#### Aim
Restate the records in their entirety, word for word.

_____

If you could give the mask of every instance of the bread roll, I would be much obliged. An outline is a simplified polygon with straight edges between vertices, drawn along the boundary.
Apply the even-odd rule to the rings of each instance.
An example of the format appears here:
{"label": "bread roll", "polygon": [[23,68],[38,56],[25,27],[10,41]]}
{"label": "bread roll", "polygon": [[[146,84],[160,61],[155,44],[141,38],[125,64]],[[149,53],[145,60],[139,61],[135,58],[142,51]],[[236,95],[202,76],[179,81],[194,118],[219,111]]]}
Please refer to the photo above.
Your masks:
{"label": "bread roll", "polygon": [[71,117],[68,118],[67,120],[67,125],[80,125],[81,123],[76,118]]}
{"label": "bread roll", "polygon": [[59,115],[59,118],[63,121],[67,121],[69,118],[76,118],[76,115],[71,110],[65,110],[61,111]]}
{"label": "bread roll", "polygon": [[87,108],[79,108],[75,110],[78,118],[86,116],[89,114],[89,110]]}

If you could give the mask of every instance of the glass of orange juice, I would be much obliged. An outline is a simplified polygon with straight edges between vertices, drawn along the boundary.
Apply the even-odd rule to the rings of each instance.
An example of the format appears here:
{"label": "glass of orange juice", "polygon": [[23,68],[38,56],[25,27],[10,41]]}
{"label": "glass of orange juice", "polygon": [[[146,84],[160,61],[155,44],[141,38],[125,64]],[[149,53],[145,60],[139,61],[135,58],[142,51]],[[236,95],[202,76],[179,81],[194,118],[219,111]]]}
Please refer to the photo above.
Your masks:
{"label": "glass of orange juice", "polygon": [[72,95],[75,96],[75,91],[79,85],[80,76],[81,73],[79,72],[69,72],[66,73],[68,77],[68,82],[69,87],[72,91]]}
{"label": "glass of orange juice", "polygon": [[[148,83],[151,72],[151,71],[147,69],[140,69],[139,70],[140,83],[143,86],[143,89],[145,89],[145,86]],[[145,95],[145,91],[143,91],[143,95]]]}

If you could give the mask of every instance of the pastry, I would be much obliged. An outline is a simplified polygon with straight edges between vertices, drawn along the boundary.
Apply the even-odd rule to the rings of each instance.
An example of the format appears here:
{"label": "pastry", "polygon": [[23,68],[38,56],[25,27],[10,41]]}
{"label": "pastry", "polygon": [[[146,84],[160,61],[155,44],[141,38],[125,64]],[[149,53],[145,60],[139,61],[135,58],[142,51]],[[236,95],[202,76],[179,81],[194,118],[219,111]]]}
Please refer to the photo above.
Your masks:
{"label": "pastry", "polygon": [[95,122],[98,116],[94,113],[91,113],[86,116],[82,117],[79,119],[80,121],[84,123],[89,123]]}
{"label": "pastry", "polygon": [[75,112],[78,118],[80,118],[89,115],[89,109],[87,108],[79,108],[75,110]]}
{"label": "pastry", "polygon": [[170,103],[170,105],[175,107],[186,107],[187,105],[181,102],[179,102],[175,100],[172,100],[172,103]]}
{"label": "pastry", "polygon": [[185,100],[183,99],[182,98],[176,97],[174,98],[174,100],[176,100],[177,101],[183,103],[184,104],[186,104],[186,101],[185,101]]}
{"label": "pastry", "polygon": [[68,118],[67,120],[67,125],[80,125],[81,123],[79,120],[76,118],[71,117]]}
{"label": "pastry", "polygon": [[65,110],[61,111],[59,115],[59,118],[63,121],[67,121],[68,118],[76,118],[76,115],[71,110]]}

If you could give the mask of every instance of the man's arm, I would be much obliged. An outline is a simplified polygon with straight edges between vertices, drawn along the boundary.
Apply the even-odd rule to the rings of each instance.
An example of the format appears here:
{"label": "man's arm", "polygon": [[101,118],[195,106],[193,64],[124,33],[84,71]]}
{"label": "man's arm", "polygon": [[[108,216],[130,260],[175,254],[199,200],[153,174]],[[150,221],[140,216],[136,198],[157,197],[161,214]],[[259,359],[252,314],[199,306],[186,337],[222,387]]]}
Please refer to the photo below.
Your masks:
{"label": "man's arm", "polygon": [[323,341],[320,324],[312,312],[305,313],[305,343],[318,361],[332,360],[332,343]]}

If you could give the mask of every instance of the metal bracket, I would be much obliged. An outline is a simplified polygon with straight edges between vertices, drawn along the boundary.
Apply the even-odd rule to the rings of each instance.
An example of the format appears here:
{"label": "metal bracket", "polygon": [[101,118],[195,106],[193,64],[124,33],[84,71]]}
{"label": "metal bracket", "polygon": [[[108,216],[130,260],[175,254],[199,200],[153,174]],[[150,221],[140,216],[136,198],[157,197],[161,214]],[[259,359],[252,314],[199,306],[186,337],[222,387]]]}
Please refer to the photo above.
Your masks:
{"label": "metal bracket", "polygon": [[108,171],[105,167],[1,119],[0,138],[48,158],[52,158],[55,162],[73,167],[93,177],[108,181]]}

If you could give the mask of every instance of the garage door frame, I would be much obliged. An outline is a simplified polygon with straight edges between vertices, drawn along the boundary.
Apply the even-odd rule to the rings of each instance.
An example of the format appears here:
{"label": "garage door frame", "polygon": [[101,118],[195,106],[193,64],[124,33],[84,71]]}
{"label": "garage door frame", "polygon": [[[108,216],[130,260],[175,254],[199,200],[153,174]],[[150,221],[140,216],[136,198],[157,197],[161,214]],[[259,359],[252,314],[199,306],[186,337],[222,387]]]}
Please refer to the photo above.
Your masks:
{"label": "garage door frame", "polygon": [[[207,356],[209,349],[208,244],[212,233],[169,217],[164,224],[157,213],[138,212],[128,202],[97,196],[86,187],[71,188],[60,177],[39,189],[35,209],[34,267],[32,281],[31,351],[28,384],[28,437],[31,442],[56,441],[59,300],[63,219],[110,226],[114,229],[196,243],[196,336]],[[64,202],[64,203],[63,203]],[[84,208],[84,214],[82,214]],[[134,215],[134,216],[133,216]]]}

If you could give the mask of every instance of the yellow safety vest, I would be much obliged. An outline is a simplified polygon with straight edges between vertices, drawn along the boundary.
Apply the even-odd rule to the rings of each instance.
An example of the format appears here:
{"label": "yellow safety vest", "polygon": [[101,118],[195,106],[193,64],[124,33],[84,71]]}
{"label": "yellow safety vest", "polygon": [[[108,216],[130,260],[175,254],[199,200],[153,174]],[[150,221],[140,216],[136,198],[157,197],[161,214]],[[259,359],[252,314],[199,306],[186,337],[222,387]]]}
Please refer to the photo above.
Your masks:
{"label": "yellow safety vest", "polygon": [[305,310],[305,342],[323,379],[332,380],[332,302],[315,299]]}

_____

#### Full output
If you could give the mask of every instance of the bread roll, I would be much obliged. An outline is a simplified polygon with straight edges between vertices, drawn along the boundary.
Apply the even-odd rule to the rings of each instance.
An example of the format appears here:
{"label": "bread roll", "polygon": [[23,68],[38,56],[25,27],[10,41]]}
{"label": "bread roll", "polygon": [[[146,84],[160,61],[155,44],[141,38],[125,64]],[[149,53],[145,60],[139,61],[135,58],[142,51]],[[236,95],[202,76],[179,81],[194,118],[219,111]]]}
Please refer to the photo above.
Your masks:
{"label": "bread roll", "polygon": [[71,117],[68,118],[67,120],[67,125],[80,125],[81,123],[76,118]]}
{"label": "bread roll", "polygon": [[59,115],[59,118],[63,121],[67,121],[69,118],[76,118],[76,115],[71,110],[65,110],[61,111]]}
{"label": "bread roll", "polygon": [[87,108],[79,108],[75,110],[78,118],[86,116],[89,114],[89,110]]}

If you could give the mask of every instance of the glass of orange juice, I would be much obliged. An outline is a simplified polygon with straight edges between vertices, drawn along the boundary.
Apply the even-odd rule to the rings of each instance.
An example of the format appears here:
{"label": "glass of orange juice", "polygon": [[23,68],[38,56],[25,27],[10,41]]}
{"label": "glass of orange juice", "polygon": [[[146,84],[160,61],[155,44],[141,38],[125,64]],[[149,53],[145,60],[139,61],[135,58],[142,51]],[[236,95],[202,76],[179,81],[194,118],[219,111]]]}
Please refer to the photo above.
Your masks:
{"label": "glass of orange juice", "polygon": [[72,95],[75,96],[75,91],[79,85],[80,76],[81,73],[79,72],[69,72],[66,73],[68,77],[68,82],[69,87],[72,91]]}
{"label": "glass of orange juice", "polygon": [[[148,83],[151,72],[151,71],[147,69],[140,69],[139,70],[140,83],[143,86],[143,89],[145,89],[145,86]],[[145,95],[145,91],[143,91],[143,95]]]}

If you could give the mask of every instance of the pastry, I would be much obliged. An outline is a simplified polygon with straight edges between vertices, drawn along the boundary.
Apply the even-odd rule to the rings of each instance.
An example of the format appears here:
{"label": "pastry", "polygon": [[23,68],[38,56],[25,27],[10,41]]}
{"label": "pastry", "polygon": [[[146,84],[160,61],[155,44],[141,38],[125,64]],[[149,53],[145,60],[139,61],[135,58],[142,51]],[[236,95],[202,76],[179,81],[194,118],[219,111]]]}
Please refer to the photo above.
Your masks:
{"label": "pastry", "polygon": [[95,122],[98,116],[94,113],[91,113],[86,116],[82,117],[79,119],[80,121],[84,123],[89,123]]}
{"label": "pastry", "polygon": [[75,112],[78,118],[80,118],[89,115],[89,109],[87,108],[79,108],[75,110]]}
{"label": "pastry", "polygon": [[170,103],[170,105],[175,107],[186,107],[187,105],[181,102],[179,102],[175,100],[172,100],[172,103]]}
{"label": "pastry", "polygon": [[185,100],[183,99],[182,98],[176,97],[174,98],[174,100],[176,100],[177,101],[183,103],[184,104],[186,104],[186,101],[185,101]]}
{"label": "pastry", "polygon": [[68,118],[67,120],[67,125],[80,125],[81,123],[79,120],[76,118],[71,117]]}
{"label": "pastry", "polygon": [[65,110],[61,111],[59,115],[59,118],[63,121],[67,121],[68,118],[76,118],[76,115],[71,110]]}

If you could give the mask of every instance of the man's arm, I would be much obliged. An outline is a simplified polygon with straight edges between vertices, drawn along the boundary.
Apply the even-odd rule to the rings of each instance.
An example of the format appears here:
{"label": "man's arm", "polygon": [[101,118],[195,106],[193,64],[124,33],[84,71]]}
{"label": "man's arm", "polygon": [[[108,216],[130,260],[175,254],[199,200],[153,174]],[[150,221],[140,216],[136,198],[157,197],[161,214]],[[259,359],[252,314],[199,306],[186,337],[222,387]]]}
Please refer to the photo below.
Your masks:
{"label": "man's arm", "polygon": [[323,341],[320,324],[312,312],[305,313],[305,343],[318,361],[332,360],[332,343]]}

If you could give the mask of every instance of the metal bracket, I would be much obliged. An outline is a simplified polygon with straight edges between vertices, drawn along the boundary.
Apply the even-odd rule to the rings of each instance.
An example of the format appears here:
{"label": "metal bracket", "polygon": [[101,118],[195,106],[193,64],[124,33],[84,71]]}
{"label": "metal bracket", "polygon": [[[108,216],[130,260],[175,254],[199,200],[153,174]],[[150,221],[140,216],[136,198],[157,197],[161,214]],[[259,359],[252,314],[199,306],[186,337],[222,387]]]}
Please refer to the photo above.
Your masks:
{"label": "metal bracket", "polygon": [[108,171],[105,167],[1,119],[0,138],[48,158],[52,158],[55,162],[73,167],[93,177],[108,181]]}

If you could give the mask of every instance of the garage door frame, I would be much obliged. An outline is a simplified polygon with straight edges between vertices, drawn along the boundary.
Apply the even-odd rule to the rings of each instance.
An example of the format appears here:
{"label": "garage door frame", "polygon": [[101,118],[195,106],[193,64],[124,33],[84,71]]}
{"label": "garage door frame", "polygon": [[[108,216],[130,260],[175,254],[199,200],[153,174]],[[150,221],[140,216],[136,198],[157,197],[161,214]],[[259,359],[252,314],[199,306],[186,337],[222,387]]]}
Please refer to the photo above.
Your masks:
{"label": "garage door frame", "polygon": [[[207,356],[209,349],[208,244],[212,233],[169,217],[164,224],[157,213],[138,212],[128,202],[97,196],[86,187],[71,188],[60,177],[39,189],[35,209],[34,267],[32,281],[31,351],[28,384],[28,437],[31,442],[56,441],[59,300],[63,219],[110,226],[114,229],[196,243],[196,336]],[[64,202],[64,203],[63,203]],[[84,208],[84,214],[82,214]],[[134,215],[134,216],[133,216]]]}

If you could give the mask of every instance of the yellow safety vest, I would be much obliged. An outline is a simplified polygon with straight edges between vertices, drawn along the boundary.
Apply the even-odd rule to the rings of each instance.
An example of the format appears here:
{"label": "yellow safety vest", "polygon": [[101,118],[195,106],[193,64],[124,33],[84,71]]}
{"label": "yellow safety vest", "polygon": [[[108,216],[130,260],[175,254],[199,200],[153,174]],[[150,221],[140,216],[136,198],[157,197],[161,214]],[[259,359],[252,314],[199,306],[186,337],[222,387]]]}
Please refer to the photo above.
Your masks:
{"label": "yellow safety vest", "polygon": [[305,310],[305,342],[323,379],[332,380],[332,302],[315,299]]}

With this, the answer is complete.